** Travail demandé **
1) D'après l'extrait de critique, au bout de combien de minutes le personnage masculin ne sert-il plus à rien ?
2) Recopiez tout le passage de l'extrait de critique, depuis « Ainsi, le mâle » jusqu'à « peu de réflexion. ».

** Extrait du document **

※ ※ ※

Aperçu d’un mâle amovible en action

Autre commodité scénaristique qui n’est malheureusement pas nouvelle et qui est faite ici avec la légèreté d’un star destroyer de l’Empire, la fameuse théorie du mâle amovible à volonté. Le mâle est toujours emmerdant dans les films de l’épouvante car il rassure. Il est grand, fort et beau, contrairement à la frêle jeune femme qui elle, se doit d’être paumée et donc plus commode pour véhiculer des moments de frousse au spectateur. André s’aperçoit donc relativement rapidement que pour entrer dans ses quotas de clichés, il va devoir se débarrasser du mâle. Là aussi, on reste dans le refus catégorique de se creuser la tête et on va direct au plus bas dénominateur commun du film de frousse, la bonne femme qui a peur et qui crie. Seulement, André ne peut pas non plus complètement se débarrasser de son mâle, car il va en avoir besoin pour son final grotesque sur fond de cellule familiale recomposée.

Ainsi, le mâle disparaît et réapparaît de manière pratique dans le seul but de laisser la femme seule face au fantôme, parce que c’est historiquement plus flippant comme ça et que faire autrement signifierait qu’on s’intéresse un minimum aux personnages. Cet inintérêt flagrant provoque de fait la quasi inutilité du mâle. En gros, au bout de 40 minutes, le gars ne sert plus à rien et se transforme en boulet. C’est à se demander pourquoi André l’a créé alors qu’il lui aurait été beaucoup plus simple de tout mettre dans un seul personnage, celui de la femme, ce qui aurait été du coup bien plus intéressant. Mais pour cela, il eut fallu un peu de réflexion.

※ ※ ※

** Données sources **

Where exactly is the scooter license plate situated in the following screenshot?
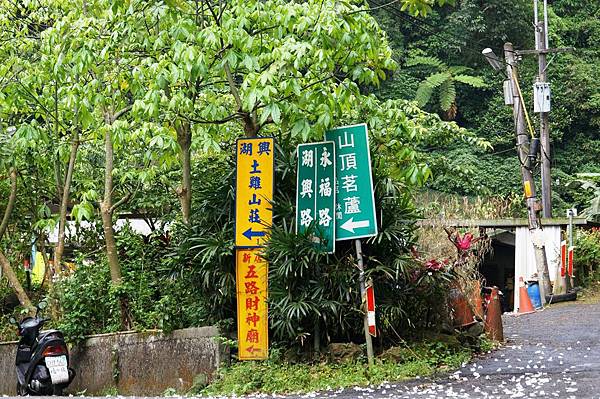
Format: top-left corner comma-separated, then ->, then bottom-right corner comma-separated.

※ ※ ※

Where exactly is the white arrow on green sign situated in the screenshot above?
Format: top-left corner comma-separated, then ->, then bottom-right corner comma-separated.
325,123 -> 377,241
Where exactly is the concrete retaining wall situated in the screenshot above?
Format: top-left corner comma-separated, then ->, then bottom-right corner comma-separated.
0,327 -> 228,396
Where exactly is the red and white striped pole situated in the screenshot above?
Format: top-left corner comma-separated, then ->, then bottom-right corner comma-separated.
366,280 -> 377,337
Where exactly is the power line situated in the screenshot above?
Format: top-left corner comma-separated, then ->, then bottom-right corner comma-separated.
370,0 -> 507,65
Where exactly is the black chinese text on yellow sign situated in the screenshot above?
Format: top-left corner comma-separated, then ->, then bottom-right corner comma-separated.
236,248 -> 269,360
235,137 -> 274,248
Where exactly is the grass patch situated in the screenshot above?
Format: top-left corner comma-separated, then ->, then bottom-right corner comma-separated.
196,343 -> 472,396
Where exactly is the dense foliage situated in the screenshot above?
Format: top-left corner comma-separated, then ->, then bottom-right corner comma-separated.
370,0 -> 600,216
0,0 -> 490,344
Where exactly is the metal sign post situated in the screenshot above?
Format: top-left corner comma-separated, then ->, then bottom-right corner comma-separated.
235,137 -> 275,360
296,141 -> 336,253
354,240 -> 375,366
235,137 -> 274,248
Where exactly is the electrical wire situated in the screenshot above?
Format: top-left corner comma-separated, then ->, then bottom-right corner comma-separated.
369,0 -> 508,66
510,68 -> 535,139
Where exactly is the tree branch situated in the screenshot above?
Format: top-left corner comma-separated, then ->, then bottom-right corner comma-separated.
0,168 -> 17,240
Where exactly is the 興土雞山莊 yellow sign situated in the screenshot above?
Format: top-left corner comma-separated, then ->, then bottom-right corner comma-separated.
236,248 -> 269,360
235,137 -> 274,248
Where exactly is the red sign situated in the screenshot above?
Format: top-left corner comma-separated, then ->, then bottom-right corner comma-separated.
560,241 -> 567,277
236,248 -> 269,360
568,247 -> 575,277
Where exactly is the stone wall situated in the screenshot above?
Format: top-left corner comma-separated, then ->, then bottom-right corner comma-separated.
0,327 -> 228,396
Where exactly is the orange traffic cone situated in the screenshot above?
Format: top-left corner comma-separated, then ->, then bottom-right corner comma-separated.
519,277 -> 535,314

※ ※ ※

** Réponses obtenues **
1) Au bout de 40 minutes.

2)
Ainsi, le mâle disparaît et réapparaît de manière pratique dans le seul but de laisser la femme seule face au fantôme, parce que c’est historiquement plus flippant comme ça et que faire autrement signifierait qu’on s’intéresse un minimum aux personnages. Cet inintérêt flagrant provoque de fait la quasi inutilité du mâle. En gros, au bout de 40 minutes, le gars ne sert plus à rien et se transforme en boulet. C’est à se demander pourquoi André l’a créé alors qu’il lui aurait été beaucoup plus simple de tout mettre dans un seul personnage, celui de la femme, ce qui aurait été du coup bien plus intéressant. Mais pour cela, il eut fallu un peu de réflexion.